### Instructions for the task
Every entry below, first to last, should be restated word for word.

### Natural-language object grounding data
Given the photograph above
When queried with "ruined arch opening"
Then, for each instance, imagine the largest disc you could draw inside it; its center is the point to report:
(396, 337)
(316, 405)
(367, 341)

### Result below
Given the photograph above
When queried with "ruined arch opening"
Then, for each instance, imagine the largest disc you could draw inside it; its center is the point to report:
(396, 337)
(316, 405)
(367, 341)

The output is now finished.